Swap "all instances" for "every instance" in every one of the rows below, keeping all other text the same. Leave the pictures out of your copy.

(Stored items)
┄┄┄┄┄┄┄┄┄┄

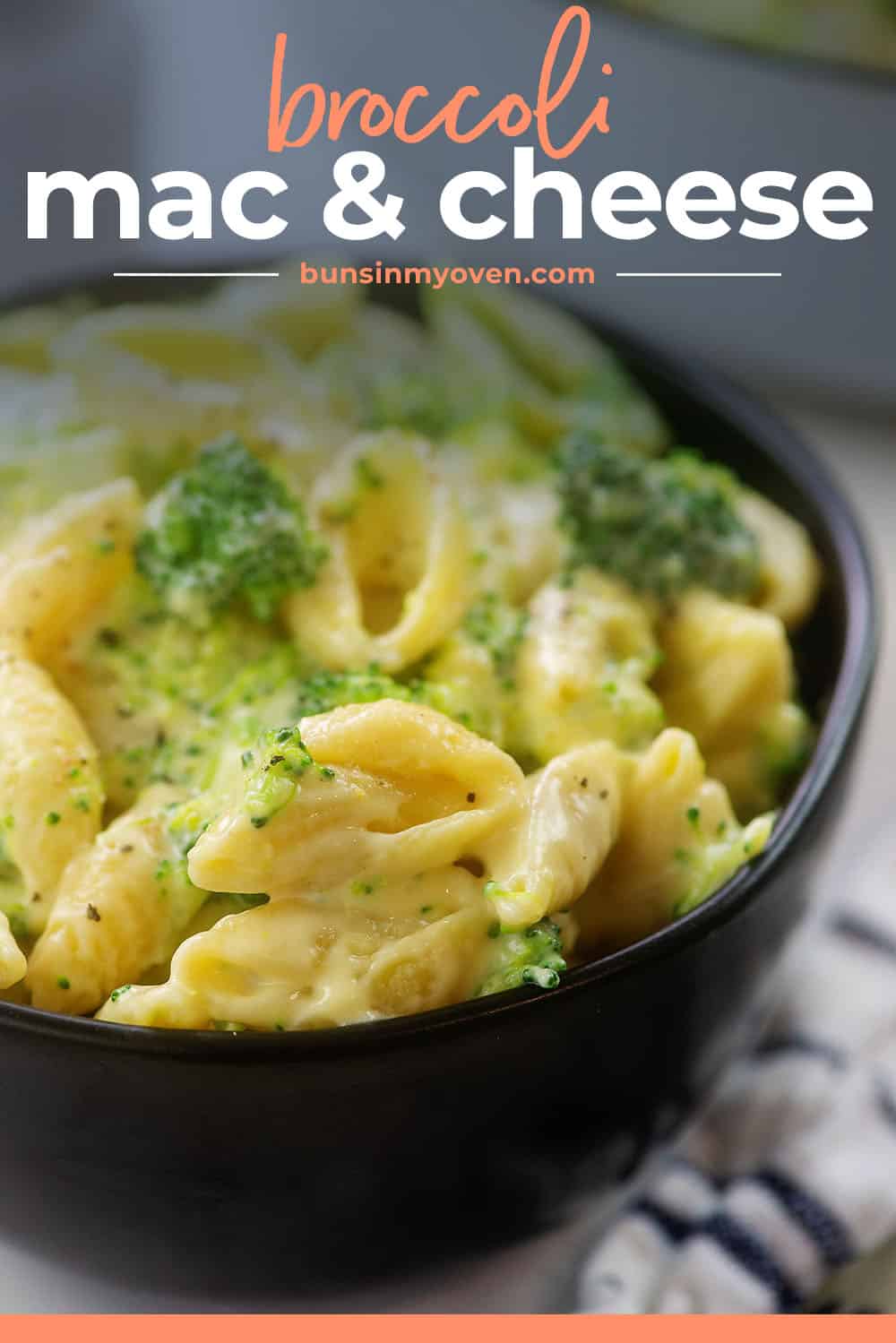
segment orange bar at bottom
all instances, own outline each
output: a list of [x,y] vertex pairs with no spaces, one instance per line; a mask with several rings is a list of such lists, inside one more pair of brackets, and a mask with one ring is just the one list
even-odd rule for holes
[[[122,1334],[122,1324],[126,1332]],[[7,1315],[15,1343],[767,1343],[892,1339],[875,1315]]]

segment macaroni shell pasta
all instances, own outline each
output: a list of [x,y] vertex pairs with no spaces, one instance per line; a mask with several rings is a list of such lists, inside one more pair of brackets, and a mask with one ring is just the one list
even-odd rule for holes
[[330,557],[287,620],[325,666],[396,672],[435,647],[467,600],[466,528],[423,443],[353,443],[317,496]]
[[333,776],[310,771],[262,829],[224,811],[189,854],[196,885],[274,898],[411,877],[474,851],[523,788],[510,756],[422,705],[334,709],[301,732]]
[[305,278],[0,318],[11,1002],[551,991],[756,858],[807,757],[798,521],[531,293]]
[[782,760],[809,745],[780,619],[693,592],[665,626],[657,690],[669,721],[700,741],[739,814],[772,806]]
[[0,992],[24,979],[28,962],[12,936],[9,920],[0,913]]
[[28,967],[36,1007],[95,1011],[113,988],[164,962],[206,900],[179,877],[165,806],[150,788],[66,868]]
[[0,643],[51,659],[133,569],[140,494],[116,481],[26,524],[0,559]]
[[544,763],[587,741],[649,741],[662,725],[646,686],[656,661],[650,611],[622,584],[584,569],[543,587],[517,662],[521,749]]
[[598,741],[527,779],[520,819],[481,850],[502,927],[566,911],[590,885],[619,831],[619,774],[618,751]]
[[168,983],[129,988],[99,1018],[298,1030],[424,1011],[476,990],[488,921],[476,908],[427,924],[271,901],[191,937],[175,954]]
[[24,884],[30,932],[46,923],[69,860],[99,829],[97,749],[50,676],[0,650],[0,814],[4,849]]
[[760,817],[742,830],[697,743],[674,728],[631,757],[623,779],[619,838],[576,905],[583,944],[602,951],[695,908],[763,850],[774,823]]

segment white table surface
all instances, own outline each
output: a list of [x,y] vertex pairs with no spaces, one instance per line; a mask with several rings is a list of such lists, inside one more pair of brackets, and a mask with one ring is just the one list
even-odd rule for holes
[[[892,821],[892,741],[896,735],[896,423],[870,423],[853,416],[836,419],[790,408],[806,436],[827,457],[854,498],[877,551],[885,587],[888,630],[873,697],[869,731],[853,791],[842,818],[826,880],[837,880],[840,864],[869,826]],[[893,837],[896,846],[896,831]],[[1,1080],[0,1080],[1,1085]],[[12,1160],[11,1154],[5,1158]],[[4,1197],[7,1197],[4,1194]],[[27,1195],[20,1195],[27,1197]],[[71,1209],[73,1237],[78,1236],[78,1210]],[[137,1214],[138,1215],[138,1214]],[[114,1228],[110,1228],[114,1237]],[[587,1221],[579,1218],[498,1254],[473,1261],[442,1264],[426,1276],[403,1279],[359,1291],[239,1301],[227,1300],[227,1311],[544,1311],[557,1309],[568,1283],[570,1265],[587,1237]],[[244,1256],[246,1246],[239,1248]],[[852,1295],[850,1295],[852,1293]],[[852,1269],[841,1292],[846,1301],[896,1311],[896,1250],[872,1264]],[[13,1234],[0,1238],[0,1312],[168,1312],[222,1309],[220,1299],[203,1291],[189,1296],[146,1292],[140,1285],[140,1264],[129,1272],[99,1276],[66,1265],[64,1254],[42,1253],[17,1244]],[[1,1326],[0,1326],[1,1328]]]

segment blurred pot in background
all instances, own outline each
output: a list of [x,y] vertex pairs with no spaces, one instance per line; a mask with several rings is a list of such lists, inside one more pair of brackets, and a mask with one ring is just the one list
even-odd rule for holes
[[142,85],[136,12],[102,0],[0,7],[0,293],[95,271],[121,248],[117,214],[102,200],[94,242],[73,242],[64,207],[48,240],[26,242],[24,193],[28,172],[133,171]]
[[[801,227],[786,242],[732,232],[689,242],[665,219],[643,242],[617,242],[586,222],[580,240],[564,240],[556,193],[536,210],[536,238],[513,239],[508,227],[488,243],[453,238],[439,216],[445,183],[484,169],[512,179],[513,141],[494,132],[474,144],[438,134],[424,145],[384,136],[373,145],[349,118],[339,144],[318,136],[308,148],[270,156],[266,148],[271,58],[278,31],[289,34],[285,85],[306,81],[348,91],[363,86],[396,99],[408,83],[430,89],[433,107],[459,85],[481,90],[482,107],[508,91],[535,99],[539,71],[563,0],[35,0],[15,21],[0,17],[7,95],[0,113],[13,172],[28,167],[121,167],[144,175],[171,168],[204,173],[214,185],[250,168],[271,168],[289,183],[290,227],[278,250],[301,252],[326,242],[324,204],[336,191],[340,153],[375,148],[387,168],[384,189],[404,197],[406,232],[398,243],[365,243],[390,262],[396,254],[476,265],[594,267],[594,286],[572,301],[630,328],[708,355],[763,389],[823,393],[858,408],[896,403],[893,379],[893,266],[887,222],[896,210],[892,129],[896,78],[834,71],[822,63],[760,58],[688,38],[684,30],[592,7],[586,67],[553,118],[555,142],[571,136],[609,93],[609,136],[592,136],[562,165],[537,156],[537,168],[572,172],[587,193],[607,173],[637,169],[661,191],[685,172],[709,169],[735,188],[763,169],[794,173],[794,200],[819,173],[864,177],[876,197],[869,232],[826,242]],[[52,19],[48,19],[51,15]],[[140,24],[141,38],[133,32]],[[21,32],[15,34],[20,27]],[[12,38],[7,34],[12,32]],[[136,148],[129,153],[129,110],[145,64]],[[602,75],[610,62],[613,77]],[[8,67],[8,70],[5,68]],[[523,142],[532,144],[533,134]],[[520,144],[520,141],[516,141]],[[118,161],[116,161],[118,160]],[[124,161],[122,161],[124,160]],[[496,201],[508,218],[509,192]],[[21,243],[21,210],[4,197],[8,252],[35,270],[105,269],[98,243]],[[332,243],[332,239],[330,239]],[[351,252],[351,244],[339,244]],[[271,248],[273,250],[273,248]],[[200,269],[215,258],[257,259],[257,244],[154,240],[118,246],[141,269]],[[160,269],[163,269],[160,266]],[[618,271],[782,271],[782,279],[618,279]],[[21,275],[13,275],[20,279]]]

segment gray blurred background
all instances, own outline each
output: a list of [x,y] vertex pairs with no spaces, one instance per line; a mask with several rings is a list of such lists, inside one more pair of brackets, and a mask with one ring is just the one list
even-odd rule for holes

┄┄┄┄┄┄┄┄┄┄

TASK ANSWER:
segment orange bar at bottom
every instance, own outline each
output: a list of [x,y] vertex pairs with no spaces, one instance per line; a mask with several rings is a list of such lists, inside one more pair of brackets, and a mask with one ring is just the one list
even-odd rule for holes
[[[122,1334],[122,1324],[126,1332]],[[7,1315],[15,1343],[767,1343],[892,1339],[875,1315]]]

segment macaroni shell pasta
every instance, own outline each
output: a list of [x,y] vertex pairs with no spaces, one instance per line; a mask with several rings is a list of such lists, inside one more pair of brackets, and a mask with one ring is just the one list
even-odd rule for holes
[[330,557],[287,620],[325,666],[396,672],[435,647],[467,600],[466,528],[423,443],[353,443],[317,496]]
[[333,776],[310,771],[262,829],[224,811],[189,854],[196,885],[274,898],[411,877],[474,851],[523,788],[510,756],[422,705],[334,709],[301,732]]
[[305,278],[0,318],[11,1002],[551,991],[756,858],[807,757],[798,521],[531,293]]
[[782,760],[809,745],[780,619],[693,592],[665,626],[657,690],[669,721],[700,741],[739,814],[772,806]]
[[0,992],[24,979],[28,962],[12,936],[9,920],[0,913]]
[[28,967],[36,1007],[95,1011],[113,988],[164,962],[206,900],[179,877],[165,806],[150,788],[66,868]]
[[0,643],[51,659],[133,569],[140,494],[116,481],[26,524],[0,559]]
[[544,763],[587,741],[649,741],[662,725],[646,686],[656,661],[650,611],[622,584],[584,569],[543,587],[517,662],[521,749]]
[[598,741],[527,779],[520,819],[481,850],[502,927],[566,911],[590,885],[619,831],[619,774],[618,751]]
[[168,983],[129,988],[99,1018],[298,1030],[424,1011],[476,990],[488,921],[476,908],[427,924],[271,901],[191,937],[175,954]]
[[24,884],[30,932],[46,923],[69,860],[99,829],[97,749],[50,676],[0,650],[0,814],[4,849]]
[[760,817],[742,830],[697,743],[674,728],[631,757],[623,779],[619,838],[576,905],[583,944],[602,951],[695,908],[763,850],[774,823]]

segment white table surface
every instance, own outline each
output: a list of [x,y] vertex pairs with no spaces, one instance per line; a mask with several rings is a list of such lists, inside one more pair of brackets, and a mask with one ring is just the one list
even-odd rule for holes
[[[892,821],[892,741],[896,735],[896,423],[870,423],[853,416],[836,419],[790,408],[806,436],[827,457],[854,498],[877,551],[885,587],[888,630],[873,697],[869,731],[853,791],[842,818],[826,880],[837,880],[840,864],[869,826]],[[893,837],[896,846],[896,831]],[[1,1080],[0,1080],[1,1085]],[[12,1160],[11,1154],[5,1158]],[[4,1197],[7,1197],[4,1194]],[[27,1195],[20,1195],[27,1197]],[[71,1209],[73,1237],[78,1236],[78,1210]],[[137,1214],[138,1215],[138,1214]],[[114,1228],[110,1228],[114,1237]],[[587,1221],[579,1218],[498,1254],[473,1261],[442,1264],[426,1276],[403,1279],[359,1291],[239,1301],[227,1300],[227,1311],[544,1311],[557,1309],[568,1283],[570,1265],[587,1237]],[[244,1256],[246,1246],[239,1248]],[[852,1295],[850,1295],[852,1293]],[[852,1269],[841,1292],[846,1301],[896,1311],[896,1250],[872,1264]],[[13,1234],[0,1238],[0,1312],[168,1312],[222,1309],[220,1299],[203,1291],[189,1296],[146,1292],[140,1285],[140,1264],[129,1272],[99,1276],[66,1265],[64,1254],[42,1253],[17,1244]],[[1,1326],[0,1326],[1,1328]]]

segment blurred pot in background
every instance, own outline each
output: a list of [x,y] vertex pairs with no spaces, one instance per line; a mask with several rings is a list of such lists, inside one more pair of brackets, and a mask with one ring is just the one list
even-odd rule for holes
[[142,85],[136,12],[102,0],[0,7],[0,293],[95,271],[121,248],[117,214],[102,200],[94,242],[73,242],[64,207],[48,240],[26,242],[24,193],[28,172],[133,171]]
[[[801,227],[786,242],[732,232],[689,242],[665,219],[643,242],[617,242],[586,222],[580,240],[564,240],[556,193],[536,210],[536,238],[513,239],[508,227],[488,243],[453,238],[439,216],[445,183],[484,169],[512,179],[513,141],[494,132],[474,144],[438,134],[424,145],[384,136],[373,145],[349,118],[339,144],[318,136],[308,148],[270,156],[266,148],[271,58],[278,31],[289,34],[285,85],[306,81],[348,91],[363,86],[396,99],[408,83],[430,89],[433,107],[459,85],[481,90],[482,107],[508,91],[535,99],[539,71],[563,0],[35,0],[15,21],[0,17],[7,95],[0,113],[13,172],[28,167],[121,167],[144,175],[171,168],[204,173],[214,185],[250,168],[271,168],[289,183],[290,227],[278,250],[301,252],[326,242],[324,204],[336,191],[340,153],[375,148],[387,168],[384,189],[404,197],[406,232],[398,243],[365,243],[390,262],[396,254],[476,265],[594,267],[594,286],[572,301],[630,328],[708,355],[763,389],[823,393],[858,408],[896,403],[893,379],[893,266],[887,222],[896,210],[892,129],[896,78],[834,71],[822,63],[760,58],[688,38],[684,30],[592,7],[586,67],[553,118],[555,142],[571,136],[609,93],[609,136],[592,136],[562,165],[537,156],[537,168],[572,172],[587,193],[607,173],[637,169],[661,191],[685,172],[709,169],[735,188],[763,169],[794,173],[794,200],[819,173],[864,177],[876,197],[869,232],[826,242]],[[52,19],[48,19],[51,15]],[[140,24],[141,38],[133,32]],[[21,32],[15,34],[20,27]],[[12,38],[7,34],[12,32]],[[136,148],[129,153],[129,110],[145,64]],[[602,75],[610,62],[613,77]],[[8,67],[8,70],[5,68]],[[523,142],[532,144],[533,134]],[[520,144],[520,141],[516,141]],[[118,161],[116,161],[118,160]],[[124,161],[122,161],[124,160]],[[496,201],[508,218],[509,192]],[[21,243],[21,210],[4,197],[8,252],[35,270],[105,269],[98,243]],[[332,243],[332,239],[330,239]],[[351,252],[351,244],[339,244]],[[271,248],[273,250],[273,248]],[[200,269],[215,258],[257,259],[257,244],[154,240],[118,246],[141,269]],[[160,269],[163,269],[160,266]],[[618,271],[782,271],[782,279],[618,279]],[[21,275],[13,275],[20,279]]]

segment gray blurred background
every instance, own outline each
output: a list of [x,y] vertex pairs with no spaces, one instance per line; a mask with several rings is a list of such lists, inside one more pair of brackets, and a mask with one ring is just the one list
even-odd rule for holes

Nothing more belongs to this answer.